■ **WHAT YOU WILL DO**
Convert every line of the records below into a Markdown table with two columns, Row for the row number and Line for the line's text, skipping blank lines. Leave the pictures out of the table.

■ **INFORMATION PROVIDED**
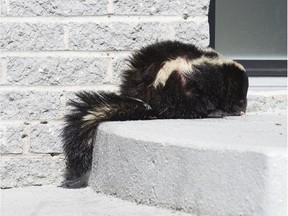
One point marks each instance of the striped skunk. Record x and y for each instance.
(166, 80)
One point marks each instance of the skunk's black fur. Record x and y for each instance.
(165, 80)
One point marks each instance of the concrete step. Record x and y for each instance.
(54, 201)
(230, 166)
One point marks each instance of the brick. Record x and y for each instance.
(162, 7)
(30, 105)
(56, 71)
(11, 139)
(46, 138)
(31, 36)
(195, 32)
(57, 7)
(27, 171)
(116, 35)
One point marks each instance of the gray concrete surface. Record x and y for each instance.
(53, 201)
(230, 166)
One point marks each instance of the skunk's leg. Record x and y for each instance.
(90, 110)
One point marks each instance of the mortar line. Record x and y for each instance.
(3, 78)
(29, 122)
(109, 71)
(30, 155)
(26, 140)
(7, 6)
(58, 88)
(110, 7)
(100, 19)
(66, 36)
(66, 53)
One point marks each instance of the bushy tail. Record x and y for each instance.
(90, 110)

■ **SOLUTION**
| Row | Line |
|---|---|
| 1 | One point marks each instance of the striped skunk. Record x and y for each instance. |
| 2 | (166, 80) |
| 3 | One point marks each instance of the skunk's black fur. Record x and y for each instance. |
| 4 | (165, 80) |
| 5 | One point marks each instance of the concrete step. Record x and y for each instance. |
| 6 | (54, 201) |
| 7 | (230, 166) |
| 8 | One point marks each instance of the brick. Record x and y for each instance. |
| 9 | (162, 7) |
| 10 | (30, 105) |
| 11 | (56, 71) |
| 12 | (11, 139) |
| 13 | (46, 138) |
| 14 | (31, 36) |
| 15 | (195, 32) |
| 16 | (57, 7) |
| 17 | (27, 171) |
| 18 | (116, 35) |
| 19 | One point marks each instance of the gray concrete surface. Record x and y for each instance. |
| 20 | (53, 201) |
| 21 | (230, 166) |
| 22 | One point marks each instance of the skunk's leg. Record x and y for each instance. |
| 23 | (90, 110) |
| 24 | One point marks each instance of the mortar line. Record x and y for each instance. |
| 25 | (3, 78) |
| 26 | (29, 122) |
| 27 | (109, 71) |
| 28 | (30, 155) |
| 29 | (26, 140) |
| 30 | (7, 6) |
| 31 | (58, 88) |
| 32 | (110, 7) |
| 33 | (100, 19) |
| 34 | (66, 36) |
| 35 | (66, 53) |
| 36 | One point marks each instance of the bushy tail. Record x and y for each instance. |
| 37 | (90, 110) |